Dataset entries |
┄┄┄┄┄┄

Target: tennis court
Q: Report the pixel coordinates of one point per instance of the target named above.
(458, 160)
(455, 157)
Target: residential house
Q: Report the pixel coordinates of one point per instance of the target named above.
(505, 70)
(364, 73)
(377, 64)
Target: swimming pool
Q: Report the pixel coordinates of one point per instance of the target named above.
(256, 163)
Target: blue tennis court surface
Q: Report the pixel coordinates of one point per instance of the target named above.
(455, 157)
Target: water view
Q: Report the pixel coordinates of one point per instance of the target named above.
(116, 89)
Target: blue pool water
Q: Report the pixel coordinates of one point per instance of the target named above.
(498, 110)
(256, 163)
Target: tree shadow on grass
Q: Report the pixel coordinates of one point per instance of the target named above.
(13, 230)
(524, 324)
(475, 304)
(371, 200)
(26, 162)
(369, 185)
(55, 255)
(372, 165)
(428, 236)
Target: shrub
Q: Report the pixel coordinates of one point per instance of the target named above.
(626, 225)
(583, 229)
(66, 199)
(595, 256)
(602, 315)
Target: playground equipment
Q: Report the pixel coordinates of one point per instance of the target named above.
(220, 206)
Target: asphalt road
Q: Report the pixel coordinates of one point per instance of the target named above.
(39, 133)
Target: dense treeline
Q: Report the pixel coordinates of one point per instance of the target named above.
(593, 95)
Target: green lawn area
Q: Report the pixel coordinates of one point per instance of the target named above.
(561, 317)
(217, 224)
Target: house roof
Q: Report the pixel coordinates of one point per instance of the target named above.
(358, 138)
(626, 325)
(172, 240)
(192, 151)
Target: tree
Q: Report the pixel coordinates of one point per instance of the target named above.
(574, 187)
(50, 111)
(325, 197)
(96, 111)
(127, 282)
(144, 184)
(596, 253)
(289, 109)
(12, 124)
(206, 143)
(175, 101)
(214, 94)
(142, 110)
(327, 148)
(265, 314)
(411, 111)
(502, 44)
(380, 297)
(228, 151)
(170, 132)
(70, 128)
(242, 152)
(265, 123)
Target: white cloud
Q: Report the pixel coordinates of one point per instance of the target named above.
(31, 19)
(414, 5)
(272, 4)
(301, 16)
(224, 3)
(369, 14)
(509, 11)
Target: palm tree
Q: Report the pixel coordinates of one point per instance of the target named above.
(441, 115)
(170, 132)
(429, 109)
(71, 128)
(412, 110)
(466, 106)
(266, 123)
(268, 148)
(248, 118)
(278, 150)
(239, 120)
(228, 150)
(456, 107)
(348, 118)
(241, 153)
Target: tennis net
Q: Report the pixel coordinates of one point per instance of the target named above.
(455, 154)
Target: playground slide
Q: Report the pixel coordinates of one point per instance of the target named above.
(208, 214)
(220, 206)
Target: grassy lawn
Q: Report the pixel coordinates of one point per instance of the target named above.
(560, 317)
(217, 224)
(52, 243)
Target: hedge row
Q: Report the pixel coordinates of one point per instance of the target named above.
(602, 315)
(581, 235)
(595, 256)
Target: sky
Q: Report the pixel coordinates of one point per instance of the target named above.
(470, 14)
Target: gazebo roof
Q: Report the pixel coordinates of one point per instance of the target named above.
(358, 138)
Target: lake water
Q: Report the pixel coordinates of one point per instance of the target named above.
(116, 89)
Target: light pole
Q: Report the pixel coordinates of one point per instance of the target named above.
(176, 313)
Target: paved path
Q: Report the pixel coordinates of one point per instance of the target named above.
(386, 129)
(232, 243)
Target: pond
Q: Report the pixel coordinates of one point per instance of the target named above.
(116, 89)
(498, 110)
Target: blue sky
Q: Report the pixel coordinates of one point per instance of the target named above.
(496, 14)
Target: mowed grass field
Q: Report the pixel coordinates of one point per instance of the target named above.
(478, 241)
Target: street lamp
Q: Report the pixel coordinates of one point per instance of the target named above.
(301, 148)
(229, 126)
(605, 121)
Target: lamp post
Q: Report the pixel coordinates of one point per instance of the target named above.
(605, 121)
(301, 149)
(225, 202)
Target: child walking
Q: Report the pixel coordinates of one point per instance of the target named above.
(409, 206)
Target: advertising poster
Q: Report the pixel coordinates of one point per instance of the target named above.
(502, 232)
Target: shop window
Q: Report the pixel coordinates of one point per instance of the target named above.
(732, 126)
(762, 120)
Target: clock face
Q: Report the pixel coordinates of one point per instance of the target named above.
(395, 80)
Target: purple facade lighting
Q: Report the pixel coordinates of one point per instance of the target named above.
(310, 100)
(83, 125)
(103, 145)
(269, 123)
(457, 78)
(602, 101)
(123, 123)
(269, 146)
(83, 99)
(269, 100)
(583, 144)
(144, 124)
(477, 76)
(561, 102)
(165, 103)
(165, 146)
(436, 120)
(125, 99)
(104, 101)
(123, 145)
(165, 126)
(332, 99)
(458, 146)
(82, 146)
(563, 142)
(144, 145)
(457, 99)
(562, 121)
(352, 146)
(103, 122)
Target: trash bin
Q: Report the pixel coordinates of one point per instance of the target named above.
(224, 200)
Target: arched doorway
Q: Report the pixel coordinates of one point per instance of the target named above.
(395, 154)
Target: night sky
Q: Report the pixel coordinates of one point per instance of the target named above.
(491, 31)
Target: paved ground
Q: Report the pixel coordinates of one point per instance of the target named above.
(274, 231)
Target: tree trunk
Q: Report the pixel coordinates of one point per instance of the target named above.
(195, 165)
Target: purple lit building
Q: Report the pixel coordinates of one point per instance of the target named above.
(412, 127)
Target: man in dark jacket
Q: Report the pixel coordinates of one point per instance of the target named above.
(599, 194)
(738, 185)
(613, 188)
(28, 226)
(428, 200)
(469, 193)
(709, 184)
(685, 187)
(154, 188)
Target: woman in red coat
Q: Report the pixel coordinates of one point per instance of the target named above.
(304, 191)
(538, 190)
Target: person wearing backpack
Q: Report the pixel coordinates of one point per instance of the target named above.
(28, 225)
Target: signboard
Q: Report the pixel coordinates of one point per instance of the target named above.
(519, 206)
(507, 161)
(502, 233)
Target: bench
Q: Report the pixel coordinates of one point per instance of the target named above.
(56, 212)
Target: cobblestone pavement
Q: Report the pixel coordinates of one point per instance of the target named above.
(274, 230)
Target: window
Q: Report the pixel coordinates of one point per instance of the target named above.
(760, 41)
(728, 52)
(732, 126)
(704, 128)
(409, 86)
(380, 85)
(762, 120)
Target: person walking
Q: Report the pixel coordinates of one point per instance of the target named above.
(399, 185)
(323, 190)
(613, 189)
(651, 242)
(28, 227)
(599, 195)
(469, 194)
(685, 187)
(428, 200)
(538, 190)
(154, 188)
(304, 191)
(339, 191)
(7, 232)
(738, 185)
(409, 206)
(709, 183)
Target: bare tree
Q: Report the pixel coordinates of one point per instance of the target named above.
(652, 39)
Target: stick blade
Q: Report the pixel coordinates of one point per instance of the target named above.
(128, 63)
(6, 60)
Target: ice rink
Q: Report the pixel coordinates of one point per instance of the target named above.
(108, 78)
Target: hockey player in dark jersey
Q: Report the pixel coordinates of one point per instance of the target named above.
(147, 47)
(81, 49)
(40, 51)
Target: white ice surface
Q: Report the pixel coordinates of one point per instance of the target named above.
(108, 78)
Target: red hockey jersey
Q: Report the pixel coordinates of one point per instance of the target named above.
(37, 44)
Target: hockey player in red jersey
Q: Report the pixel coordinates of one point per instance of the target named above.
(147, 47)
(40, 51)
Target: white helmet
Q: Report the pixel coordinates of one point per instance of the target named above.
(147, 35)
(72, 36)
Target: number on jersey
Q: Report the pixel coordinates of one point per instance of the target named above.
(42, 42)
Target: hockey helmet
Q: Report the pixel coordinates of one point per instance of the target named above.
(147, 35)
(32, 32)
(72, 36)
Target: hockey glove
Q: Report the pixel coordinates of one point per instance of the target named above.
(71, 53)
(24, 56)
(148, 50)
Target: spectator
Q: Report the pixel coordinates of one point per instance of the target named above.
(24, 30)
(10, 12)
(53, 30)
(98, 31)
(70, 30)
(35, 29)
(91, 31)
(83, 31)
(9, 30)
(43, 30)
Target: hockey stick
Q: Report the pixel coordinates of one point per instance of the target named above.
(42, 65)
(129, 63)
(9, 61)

┄┄┄┄┄┄

WORK TO BE COMPLETED |
Across the entries above, how many lines contain "roof"? Provide only the count.

EXERCISE ANSWER |
2